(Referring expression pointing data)

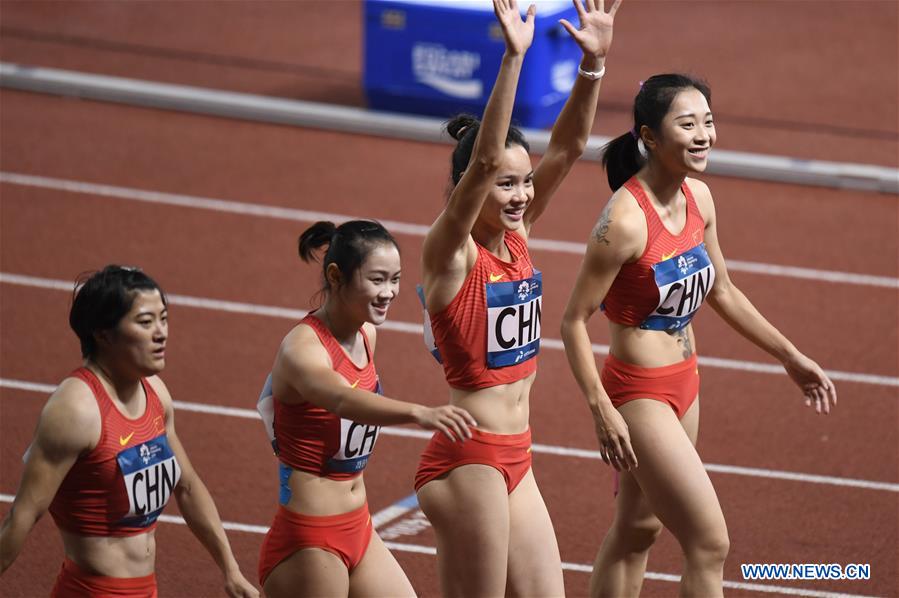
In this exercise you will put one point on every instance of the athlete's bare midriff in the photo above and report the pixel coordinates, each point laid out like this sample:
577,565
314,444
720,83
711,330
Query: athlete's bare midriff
319,496
111,556
651,348
502,409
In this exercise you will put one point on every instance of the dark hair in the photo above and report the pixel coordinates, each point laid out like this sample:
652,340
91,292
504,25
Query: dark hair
348,245
464,129
621,157
101,299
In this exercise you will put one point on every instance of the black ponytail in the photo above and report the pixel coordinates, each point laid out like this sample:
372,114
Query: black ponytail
464,129
621,157
314,238
347,245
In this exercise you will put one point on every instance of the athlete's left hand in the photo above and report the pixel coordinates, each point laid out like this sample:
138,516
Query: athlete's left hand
815,384
236,586
595,33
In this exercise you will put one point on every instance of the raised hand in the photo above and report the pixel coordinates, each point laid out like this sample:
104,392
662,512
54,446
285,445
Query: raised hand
815,384
594,36
517,33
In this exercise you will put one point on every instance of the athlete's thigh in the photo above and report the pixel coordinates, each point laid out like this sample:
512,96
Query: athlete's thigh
535,568
632,509
670,472
690,421
378,574
469,510
308,572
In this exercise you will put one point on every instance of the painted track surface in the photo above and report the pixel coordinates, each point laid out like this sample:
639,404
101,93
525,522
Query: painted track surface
218,358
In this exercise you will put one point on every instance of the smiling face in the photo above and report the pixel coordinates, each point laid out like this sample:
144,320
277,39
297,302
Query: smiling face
373,286
685,136
512,191
137,343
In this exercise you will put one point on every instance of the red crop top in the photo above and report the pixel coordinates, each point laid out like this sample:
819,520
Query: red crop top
122,485
312,439
489,334
665,287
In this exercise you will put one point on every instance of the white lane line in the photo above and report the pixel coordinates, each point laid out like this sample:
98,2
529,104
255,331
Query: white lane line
416,329
580,568
359,121
266,211
548,449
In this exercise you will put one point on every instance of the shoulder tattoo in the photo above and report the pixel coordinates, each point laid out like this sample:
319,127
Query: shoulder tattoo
602,226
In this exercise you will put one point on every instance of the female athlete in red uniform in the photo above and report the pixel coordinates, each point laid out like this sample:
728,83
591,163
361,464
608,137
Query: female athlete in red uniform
652,260
494,535
322,406
105,458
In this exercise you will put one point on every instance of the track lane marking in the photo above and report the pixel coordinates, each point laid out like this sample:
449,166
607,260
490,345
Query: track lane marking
291,214
580,568
548,449
416,329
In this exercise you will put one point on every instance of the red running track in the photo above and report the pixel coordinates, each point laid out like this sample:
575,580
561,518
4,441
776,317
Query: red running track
217,358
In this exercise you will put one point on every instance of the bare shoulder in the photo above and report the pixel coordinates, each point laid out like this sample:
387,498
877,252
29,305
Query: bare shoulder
301,347
70,420
703,196
162,391
371,331
621,222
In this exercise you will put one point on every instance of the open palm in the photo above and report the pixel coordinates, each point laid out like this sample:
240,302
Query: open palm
518,34
595,33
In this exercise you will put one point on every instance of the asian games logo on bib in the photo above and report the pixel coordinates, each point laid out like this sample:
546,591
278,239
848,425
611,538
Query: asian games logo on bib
685,262
526,289
513,320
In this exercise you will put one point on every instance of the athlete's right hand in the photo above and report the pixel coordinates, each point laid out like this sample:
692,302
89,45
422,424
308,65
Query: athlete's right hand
453,421
614,439
518,34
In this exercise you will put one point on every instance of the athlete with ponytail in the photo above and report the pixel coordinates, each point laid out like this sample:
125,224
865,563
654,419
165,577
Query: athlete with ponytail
653,258
494,534
322,406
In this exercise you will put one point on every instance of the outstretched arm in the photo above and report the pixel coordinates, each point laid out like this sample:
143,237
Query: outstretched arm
572,128
198,508
449,234
735,308
69,426
305,366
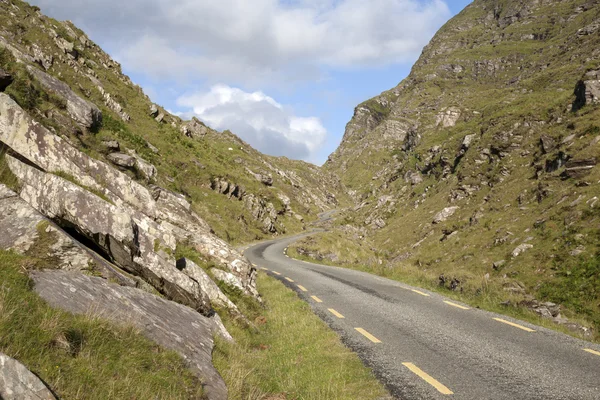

[WHAT THE TASK ASKS]:
Exact repetition of the data is needed, with no images retained.

[ANSWER FOR THE TASK]:
In this exercise you will put one point on every instance of the athlete's bare midriff in the photo above and report the pixel coordinates, each point laid out like this sample:
577,565
314,444
720,83
711,330
Query: athlete's bare midriff
319,496
111,556
651,348
502,409
In this exercise you will put one point on every instance of the dark hair in the photo above and report the pixel coordinates, each point laid out like this sample:
652,340
91,292
504,25
Query: dark hair
348,245
464,129
621,157
101,299
In this exercise you will put one point on every instance of the black ponytail in the photo above and report the pixel coordinates, each point laid out like this sample:
372,114
Query: black ponytail
464,129
621,157
314,238
347,245
In this exercise you will put one point on every instance of the athlete's left hand in the photo above and report the pixel coordinates, each point laid out like this sample:
138,516
Query: athlete's left hand
815,384
236,586
595,33
In this exercise you will put one point on every instance of the raised hand in the photo above and report the pixel coordinates, each point laid out like this sample:
104,392
662,512
54,446
285,445
Query: raised hand
815,384
594,36
517,33
In this exercise you will put one point on every instance of the athlete's thigh in the photo above and report the pixel coordinates, each point laid out like this sample:
512,96
Query: athlete's thigh
535,568
632,509
670,472
690,421
378,574
469,510
308,572
In this exercise you will put one point on every instance of the painted track surface in the photo above and report the pixel coordinates, each point laid out like this sample:
639,404
101,93
525,522
Query: painted track surface
218,358
In this exercise you will put one point on every instance of the smiling face in the photo above and report the pixel coordinates, each point laid out like this sample:
144,320
277,39
297,302
Query: smiling face
373,286
685,136
512,191
137,343
In this exercise you will put one point on every instance of the red crop top in the photo above and report the pixel coordinates, each point laid out like this sample:
819,520
Query: red crop top
122,485
312,439
489,334
665,287
In this exercise you will put one point on every instance of the white lane line in the photo above and report the pixel coordinates, each point laid out like this sample:
98,2
529,104
255,331
Query: white lane line
416,329
580,568
359,121
266,211
548,449
In this exercise you will put one point on every instance of the shoulder tattoo in the photo above and report the pixel coordinates, each point laid out like this sample:
319,127
Query: shoulder tattoo
602,226
In this exercise you will put one point on every instance of the female athlete in red uniform in the photo above and report the pixel coordinates, each point laid out like this sample:
728,83
591,163
361,464
608,137
Query: female athlete in red uniform
652,260
494,535
322,406
105,458
In this exercise you will put one point on every instance of the track lane marking in the photo above and report the pixel coordinates, each point laid out like this sample:
449,166
607,260
490,345
Query: track lane marking
291,214
580,568
548,449
416,329
In this exercise you will put one point on every instance of the red running track in the photo above and report the pixel coordinates, each point laid out like this sample:
575,580
561,518
4,441
776,317
Query: red running track
217,358
In this exercise you will put one point on every instance of the bare shoulder in the photo above and report the pixel coordinates, each point laid out like this sample:
387,498
877,252
29,305
Query: bare shoulder
301,347
70,420
703,196
162,391
371,331
621,222
In this exercise you will put one point on every instance of the open palm in the photo above and report the pixel coordinates, each point laid out like this sample:
240,302
Query: open palm
518,34
595,33
In this exercise you will put one point on every instance of the asian games logo on bib in the photo above and report the pixel coordinates, each point laid out like this sample:
546,591
278,239
848,425
611,538
Query: asian games logo on bib
685,262
526,289
513,320
In this exercise you will put one point on every instance of the athlete's right hand in the photo above and report the pixel coordinates, each point laid out like this sample:
692,302
89,45
422,424
308,65
Query: athlete's right hand
453,421
614,439
518,34
In this exercise you will put one point on every instance of the athlete with ponytail in the photo above and report the pixel coordinates, each point laid out like this sample:
125,224
865,563
654,419
165,577
Query: athlete with ponytail
653,258
494,534
322,406
In this exercise you will put one point on every instance of the outstretched arm in the photo above and report the pixel coordinates, each point laid out like this sample:
143,237
Query: outstretched arm
572,128
198,508
449,234
735,308
69,426
305,366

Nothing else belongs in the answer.